Given records:
[Start of section]
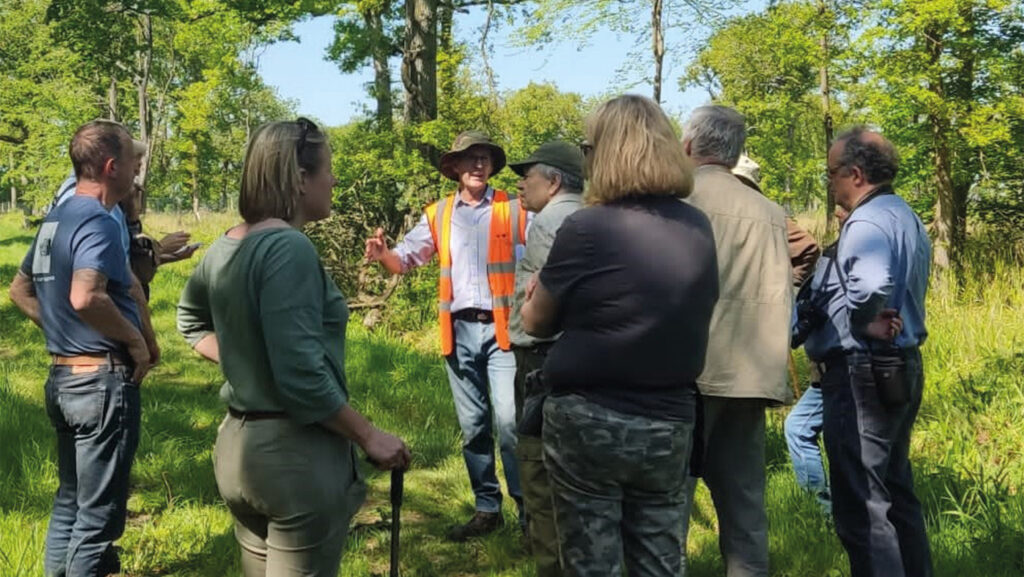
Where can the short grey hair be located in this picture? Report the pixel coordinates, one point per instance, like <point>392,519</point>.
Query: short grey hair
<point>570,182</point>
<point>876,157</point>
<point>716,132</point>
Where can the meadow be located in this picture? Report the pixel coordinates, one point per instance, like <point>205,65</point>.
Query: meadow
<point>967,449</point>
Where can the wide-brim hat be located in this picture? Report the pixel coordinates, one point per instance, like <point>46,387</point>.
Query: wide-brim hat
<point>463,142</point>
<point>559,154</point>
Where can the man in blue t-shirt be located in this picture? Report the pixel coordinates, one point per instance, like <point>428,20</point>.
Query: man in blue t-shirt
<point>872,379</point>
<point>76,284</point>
[End of section]
[Start of section]
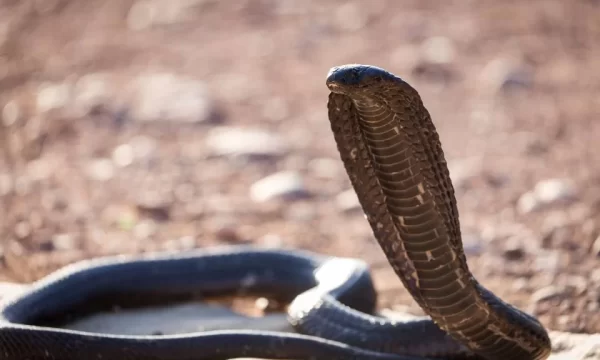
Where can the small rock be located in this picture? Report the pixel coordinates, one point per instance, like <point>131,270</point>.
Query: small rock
[End of section]
Problem requirements:
Match on "pixel" and report each line of the data above that has it.

Solution to this task:
Where can the short grey hair be located in this picture? Report the pixel coordinates, one point per instance, like <point>392,519</point>.
Where can the meadow be located in this picture? Report the pixel coordinates, one point per instance, like <point>205,65</point>.
Where can the wide-brim hat be located in this picture? Report the pixel coordinates, one point per instance, like <point>46,387</point>.
Where can the man in blue t-shirt be located in this picture? Report the pixel coordinates, one point per instance, like <point>428,20</point>.
Where can the small rock be located in this picture? Report the pixel coordinates, one point per instance, like <point>131,270</point>.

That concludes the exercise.